▶ [Work required] Continue the price analysis of the weekly demand order block, picking up after its final sentence.

▶ [Supplied text]
^^^^^^^^^^^^^^^^

The price projection indicated a major demand order block (OB) on the weekly timeframe as its next target. The zone was mitigated with a remarkable uniqueness, evidenced by a full -1% candle. In response, the weekly demand OB retaliated with full momentum, reclaiming 60% of the candle's range.

Following this reaction, the price consolidated for six days just above the weekly OB. The main objective during this period was to reach a significant Fractal Order Block (FCTL OB) on the 1-hour timeframe, nested within the massive weekly OB. However, the attempt to mitigate the FCTL OB resulted in a notable weakening of selling power. This created a high concentration of liquidity within and below that price level, generating tension. With the weekly OB mitigated, the untouched 1-hour OB remains, indicating a second opportunity for the price to initiate a move within the current major supply zone it resides in and eventually lead to mitigation.

^^^^^^^^^^^^^^^^

▶ [Raw records]
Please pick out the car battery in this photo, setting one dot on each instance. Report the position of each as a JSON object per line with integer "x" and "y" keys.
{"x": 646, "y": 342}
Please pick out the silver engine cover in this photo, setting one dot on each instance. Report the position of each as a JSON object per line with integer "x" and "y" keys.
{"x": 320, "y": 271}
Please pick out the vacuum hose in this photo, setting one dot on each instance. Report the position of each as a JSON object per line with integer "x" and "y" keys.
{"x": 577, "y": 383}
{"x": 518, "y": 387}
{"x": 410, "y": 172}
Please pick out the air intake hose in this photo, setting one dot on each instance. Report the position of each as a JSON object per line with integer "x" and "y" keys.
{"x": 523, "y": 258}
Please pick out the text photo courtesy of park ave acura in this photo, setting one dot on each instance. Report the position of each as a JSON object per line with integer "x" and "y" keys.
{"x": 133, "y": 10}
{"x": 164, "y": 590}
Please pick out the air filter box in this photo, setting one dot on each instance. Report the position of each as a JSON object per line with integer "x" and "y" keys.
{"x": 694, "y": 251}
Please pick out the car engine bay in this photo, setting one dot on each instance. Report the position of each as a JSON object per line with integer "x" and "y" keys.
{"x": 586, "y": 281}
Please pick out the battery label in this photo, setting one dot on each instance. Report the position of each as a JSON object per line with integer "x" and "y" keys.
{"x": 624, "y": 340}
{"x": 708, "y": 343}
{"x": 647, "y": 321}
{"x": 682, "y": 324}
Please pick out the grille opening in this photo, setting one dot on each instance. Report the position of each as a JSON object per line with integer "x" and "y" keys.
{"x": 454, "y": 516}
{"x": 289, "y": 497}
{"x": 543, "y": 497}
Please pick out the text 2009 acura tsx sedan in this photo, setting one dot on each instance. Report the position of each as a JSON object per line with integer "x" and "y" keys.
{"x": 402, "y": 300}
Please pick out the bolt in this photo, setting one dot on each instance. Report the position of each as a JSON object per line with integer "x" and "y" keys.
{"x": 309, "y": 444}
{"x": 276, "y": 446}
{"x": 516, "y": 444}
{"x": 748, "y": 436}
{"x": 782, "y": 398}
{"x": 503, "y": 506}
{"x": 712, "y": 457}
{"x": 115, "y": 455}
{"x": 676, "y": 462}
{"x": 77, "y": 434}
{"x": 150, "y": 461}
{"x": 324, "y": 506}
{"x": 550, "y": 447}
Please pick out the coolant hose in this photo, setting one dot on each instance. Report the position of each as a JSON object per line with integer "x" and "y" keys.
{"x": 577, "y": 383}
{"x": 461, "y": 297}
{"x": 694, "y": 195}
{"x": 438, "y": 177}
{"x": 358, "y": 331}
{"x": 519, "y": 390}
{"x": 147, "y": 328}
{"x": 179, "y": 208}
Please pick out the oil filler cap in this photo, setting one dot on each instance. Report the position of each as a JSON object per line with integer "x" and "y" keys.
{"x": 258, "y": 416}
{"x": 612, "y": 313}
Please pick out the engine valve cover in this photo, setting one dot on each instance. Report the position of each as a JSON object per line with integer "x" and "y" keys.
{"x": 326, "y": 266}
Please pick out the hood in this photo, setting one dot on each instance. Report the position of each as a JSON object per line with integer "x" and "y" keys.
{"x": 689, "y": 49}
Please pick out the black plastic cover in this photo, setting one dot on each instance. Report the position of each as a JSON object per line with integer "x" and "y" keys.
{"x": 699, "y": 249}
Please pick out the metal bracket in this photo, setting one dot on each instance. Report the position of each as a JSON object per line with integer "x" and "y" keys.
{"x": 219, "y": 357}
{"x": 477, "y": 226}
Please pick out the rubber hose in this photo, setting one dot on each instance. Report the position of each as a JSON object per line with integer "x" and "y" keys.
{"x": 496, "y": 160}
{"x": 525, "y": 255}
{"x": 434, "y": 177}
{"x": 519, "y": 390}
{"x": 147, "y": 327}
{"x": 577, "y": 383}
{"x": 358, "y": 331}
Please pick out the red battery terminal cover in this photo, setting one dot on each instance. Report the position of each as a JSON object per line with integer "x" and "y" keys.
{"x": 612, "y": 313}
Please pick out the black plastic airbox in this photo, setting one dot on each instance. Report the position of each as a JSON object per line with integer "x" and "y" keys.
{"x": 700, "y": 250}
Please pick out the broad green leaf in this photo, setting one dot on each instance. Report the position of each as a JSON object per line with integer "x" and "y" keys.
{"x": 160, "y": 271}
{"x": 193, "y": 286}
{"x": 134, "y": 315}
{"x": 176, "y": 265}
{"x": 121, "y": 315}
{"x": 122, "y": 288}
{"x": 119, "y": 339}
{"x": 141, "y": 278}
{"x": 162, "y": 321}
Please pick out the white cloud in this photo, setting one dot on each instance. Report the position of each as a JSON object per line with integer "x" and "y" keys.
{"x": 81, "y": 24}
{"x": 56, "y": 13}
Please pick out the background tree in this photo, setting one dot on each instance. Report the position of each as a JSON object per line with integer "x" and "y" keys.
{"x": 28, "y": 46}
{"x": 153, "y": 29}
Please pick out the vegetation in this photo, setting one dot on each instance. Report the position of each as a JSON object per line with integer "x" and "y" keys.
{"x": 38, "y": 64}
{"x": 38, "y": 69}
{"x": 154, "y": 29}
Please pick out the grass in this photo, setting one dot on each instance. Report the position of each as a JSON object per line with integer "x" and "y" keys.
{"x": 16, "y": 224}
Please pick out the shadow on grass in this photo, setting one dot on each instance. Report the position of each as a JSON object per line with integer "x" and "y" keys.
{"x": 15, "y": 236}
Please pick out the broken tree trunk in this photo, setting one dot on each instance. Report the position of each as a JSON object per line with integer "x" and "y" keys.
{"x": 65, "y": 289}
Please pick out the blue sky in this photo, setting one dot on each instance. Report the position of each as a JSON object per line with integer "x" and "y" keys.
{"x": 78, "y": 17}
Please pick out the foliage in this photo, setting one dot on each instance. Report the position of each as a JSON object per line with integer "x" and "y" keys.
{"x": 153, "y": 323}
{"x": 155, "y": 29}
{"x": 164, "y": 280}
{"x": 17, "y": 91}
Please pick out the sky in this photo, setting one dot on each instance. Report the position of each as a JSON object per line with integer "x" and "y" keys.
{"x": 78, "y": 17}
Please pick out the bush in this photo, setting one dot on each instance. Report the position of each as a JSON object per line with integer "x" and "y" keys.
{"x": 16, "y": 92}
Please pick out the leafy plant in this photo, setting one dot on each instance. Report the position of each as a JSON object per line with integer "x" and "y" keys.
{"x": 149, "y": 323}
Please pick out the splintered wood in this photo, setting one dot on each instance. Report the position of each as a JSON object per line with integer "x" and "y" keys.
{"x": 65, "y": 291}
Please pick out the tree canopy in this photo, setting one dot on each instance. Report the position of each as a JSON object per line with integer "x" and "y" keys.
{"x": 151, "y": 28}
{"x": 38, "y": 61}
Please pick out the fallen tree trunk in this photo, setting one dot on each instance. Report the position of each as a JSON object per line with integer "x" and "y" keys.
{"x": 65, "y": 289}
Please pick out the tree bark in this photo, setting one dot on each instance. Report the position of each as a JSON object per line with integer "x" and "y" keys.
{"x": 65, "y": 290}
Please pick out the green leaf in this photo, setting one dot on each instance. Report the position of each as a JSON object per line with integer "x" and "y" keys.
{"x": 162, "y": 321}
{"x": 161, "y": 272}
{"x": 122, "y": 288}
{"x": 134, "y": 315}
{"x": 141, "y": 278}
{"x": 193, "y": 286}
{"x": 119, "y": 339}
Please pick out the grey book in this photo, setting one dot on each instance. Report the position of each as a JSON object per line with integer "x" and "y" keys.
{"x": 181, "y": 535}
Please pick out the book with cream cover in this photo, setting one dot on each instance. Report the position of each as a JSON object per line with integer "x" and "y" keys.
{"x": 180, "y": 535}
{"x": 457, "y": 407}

^^^^^^^^^^^^^^^^

▶ [Answer to this task]
Partially within this flip supply OB being mitigated, a supply OB was confounded above, representing a healthy level of supply directly above. These two order blocks were partially intertwined, with a common zone of confluence referred to as the Area of Confluence (AOC). This AOC held substantial power as it marked the premium extremities of the main swing prior to the current active one.

As observed, the price initially mitigated the first zone, followed by a correction manifested in three gentle bearish candles. Subsequently, it headed towards the area of confluence. Upon reaching this zone, a candle exhibiting strong robustness indicated that bullish order flow was facing intense selling pressure.

These observations and analysis provide insights into the market dynamics, highlighting the interactions between order blocks, supply and demand, and the future movements of the EURUSD pair.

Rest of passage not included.